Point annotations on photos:

begin

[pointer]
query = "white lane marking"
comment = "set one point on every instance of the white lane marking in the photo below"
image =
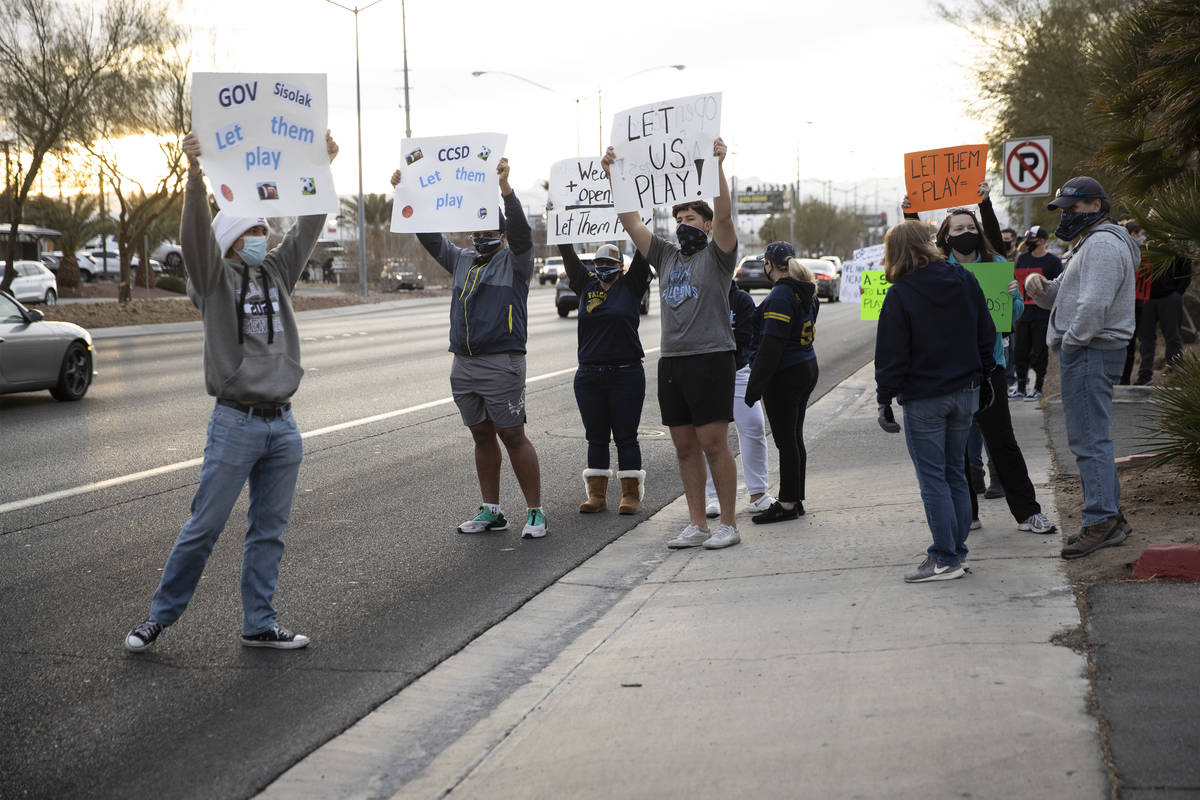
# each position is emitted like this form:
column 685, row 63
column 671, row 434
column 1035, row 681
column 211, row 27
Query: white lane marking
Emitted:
column 17, row 505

end

▸ **Work required**
Lay out every line of the records above as a JSON list of strings, one string per line, skipping blank lines. Leave the pictures out of the answer.

▸ **Correct answer**
[
  "[pointer]",
  "query = \"white lane marking\"",
  "comment = \"set one point on every instance of the white lane marking in the photo below\"",
  "image =",
  "# each position is emitted like this form:",
  "column 685, row 63",
  "column 671, row 434",
  "column 1035, row 681",
  "column 211, row 27",
  "Query: white lane marking",
  "Emitted:",
  "column 17, row 505"
]